[Rows from a pointing dataset]
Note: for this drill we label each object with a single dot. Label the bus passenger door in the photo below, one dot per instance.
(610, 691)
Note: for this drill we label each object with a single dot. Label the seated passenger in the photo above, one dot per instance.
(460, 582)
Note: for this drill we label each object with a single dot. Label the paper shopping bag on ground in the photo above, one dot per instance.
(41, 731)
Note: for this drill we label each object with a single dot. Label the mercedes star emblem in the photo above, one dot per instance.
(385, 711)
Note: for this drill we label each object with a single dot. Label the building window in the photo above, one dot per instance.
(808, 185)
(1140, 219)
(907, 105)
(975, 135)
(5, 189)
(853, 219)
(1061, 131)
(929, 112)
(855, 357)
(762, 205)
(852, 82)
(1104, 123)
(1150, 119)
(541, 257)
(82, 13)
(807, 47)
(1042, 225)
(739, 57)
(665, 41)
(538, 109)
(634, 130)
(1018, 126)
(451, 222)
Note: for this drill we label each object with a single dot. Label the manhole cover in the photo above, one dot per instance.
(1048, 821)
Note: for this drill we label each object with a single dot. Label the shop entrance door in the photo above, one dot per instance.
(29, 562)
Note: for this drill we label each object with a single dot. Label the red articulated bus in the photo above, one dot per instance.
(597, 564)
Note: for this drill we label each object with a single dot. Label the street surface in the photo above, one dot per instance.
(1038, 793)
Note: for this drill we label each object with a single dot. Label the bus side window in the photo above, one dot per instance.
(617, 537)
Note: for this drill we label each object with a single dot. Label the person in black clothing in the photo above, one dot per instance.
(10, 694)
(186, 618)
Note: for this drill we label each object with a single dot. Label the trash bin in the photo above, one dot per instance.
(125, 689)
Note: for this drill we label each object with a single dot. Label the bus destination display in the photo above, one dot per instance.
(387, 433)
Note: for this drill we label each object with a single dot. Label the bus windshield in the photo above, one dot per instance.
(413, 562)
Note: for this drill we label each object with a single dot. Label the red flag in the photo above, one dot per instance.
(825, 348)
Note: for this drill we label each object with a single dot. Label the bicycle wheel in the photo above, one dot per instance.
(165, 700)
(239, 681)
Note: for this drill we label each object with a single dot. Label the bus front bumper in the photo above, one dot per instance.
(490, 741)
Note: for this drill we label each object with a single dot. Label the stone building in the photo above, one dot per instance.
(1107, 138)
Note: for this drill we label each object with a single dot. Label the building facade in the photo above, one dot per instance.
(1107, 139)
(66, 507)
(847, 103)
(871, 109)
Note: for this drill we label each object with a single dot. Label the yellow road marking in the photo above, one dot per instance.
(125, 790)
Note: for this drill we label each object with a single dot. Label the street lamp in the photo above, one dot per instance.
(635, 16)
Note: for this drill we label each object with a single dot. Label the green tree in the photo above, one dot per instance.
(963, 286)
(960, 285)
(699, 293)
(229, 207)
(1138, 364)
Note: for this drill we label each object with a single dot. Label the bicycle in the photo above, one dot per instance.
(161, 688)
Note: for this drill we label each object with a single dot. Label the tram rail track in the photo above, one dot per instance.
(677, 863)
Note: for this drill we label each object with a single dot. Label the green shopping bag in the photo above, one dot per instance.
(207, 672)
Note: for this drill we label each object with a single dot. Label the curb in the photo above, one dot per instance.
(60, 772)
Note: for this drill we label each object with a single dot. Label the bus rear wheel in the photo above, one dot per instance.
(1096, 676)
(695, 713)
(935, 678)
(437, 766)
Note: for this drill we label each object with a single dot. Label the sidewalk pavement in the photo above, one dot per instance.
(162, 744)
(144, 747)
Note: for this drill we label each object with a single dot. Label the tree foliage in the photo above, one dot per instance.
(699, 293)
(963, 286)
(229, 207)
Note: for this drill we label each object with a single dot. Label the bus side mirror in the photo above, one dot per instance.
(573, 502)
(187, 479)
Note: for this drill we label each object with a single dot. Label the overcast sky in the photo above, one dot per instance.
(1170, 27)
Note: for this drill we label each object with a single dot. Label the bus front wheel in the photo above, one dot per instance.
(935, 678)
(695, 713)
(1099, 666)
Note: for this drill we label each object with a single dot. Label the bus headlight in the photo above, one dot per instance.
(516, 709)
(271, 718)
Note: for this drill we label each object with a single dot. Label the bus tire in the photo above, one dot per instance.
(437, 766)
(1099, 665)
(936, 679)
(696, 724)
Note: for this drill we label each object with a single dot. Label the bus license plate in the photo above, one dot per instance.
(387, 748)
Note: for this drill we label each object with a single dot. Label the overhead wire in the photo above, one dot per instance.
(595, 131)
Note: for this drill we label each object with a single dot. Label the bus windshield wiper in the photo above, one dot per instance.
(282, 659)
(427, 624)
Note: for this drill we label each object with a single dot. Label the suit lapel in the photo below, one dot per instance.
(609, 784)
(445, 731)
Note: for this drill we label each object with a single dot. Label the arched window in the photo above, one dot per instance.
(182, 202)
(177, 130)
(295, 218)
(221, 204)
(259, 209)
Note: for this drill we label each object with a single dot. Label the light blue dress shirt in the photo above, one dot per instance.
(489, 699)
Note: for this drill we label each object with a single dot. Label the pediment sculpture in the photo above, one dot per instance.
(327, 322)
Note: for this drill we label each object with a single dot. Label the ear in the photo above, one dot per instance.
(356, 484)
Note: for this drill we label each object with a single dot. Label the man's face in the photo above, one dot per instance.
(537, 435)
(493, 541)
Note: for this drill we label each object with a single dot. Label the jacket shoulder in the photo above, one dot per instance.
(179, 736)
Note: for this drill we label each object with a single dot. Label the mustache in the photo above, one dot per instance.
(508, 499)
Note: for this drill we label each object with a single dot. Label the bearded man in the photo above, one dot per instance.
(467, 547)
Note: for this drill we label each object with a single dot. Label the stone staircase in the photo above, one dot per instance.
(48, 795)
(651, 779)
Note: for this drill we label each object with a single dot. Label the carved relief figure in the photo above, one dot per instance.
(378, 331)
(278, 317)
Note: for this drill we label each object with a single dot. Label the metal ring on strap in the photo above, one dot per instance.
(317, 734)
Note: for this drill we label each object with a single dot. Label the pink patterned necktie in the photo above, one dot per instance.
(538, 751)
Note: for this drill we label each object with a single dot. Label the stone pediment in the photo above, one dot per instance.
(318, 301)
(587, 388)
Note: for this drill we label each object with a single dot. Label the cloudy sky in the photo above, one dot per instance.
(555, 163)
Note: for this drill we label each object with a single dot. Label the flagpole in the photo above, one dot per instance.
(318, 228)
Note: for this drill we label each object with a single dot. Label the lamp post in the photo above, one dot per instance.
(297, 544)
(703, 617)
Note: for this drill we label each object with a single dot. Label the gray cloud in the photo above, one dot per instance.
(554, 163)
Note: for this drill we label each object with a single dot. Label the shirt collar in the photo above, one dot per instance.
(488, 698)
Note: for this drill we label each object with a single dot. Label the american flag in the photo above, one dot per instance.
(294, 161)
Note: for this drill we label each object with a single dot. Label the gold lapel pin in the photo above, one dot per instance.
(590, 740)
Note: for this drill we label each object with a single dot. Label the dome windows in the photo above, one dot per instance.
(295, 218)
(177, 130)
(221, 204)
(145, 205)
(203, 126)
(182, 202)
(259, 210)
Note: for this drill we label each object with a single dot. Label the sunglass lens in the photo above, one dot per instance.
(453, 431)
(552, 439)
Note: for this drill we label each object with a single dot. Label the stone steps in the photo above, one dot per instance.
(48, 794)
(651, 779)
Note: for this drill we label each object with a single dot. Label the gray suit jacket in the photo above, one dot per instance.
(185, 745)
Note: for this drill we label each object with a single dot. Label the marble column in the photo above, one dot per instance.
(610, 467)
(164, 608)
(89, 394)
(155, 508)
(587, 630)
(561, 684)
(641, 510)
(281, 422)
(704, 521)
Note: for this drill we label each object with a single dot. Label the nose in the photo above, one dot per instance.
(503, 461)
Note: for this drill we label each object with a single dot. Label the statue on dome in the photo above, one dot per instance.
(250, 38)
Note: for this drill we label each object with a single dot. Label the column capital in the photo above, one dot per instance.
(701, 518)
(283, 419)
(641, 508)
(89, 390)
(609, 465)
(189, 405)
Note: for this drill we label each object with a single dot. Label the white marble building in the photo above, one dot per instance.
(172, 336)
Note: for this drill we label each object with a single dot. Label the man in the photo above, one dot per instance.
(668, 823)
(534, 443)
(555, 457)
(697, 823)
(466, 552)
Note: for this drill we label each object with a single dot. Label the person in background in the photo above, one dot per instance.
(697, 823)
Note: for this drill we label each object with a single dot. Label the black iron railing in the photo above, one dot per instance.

▶ [Set task]:
Write out the material again from the line containing "person in background" through the end, both ends included, with the labeling instructions kept as they are. Add -112 to every number in the point coordinates.

▶ [Result for this task]:
Note: for this drill we label each object with a single dot. Label the person in background in the photo above, one dot per instance.
(585, 711)
Note: for this drill we label each object with a single dot. Label the black iron railing in the photo above, one dot per instance.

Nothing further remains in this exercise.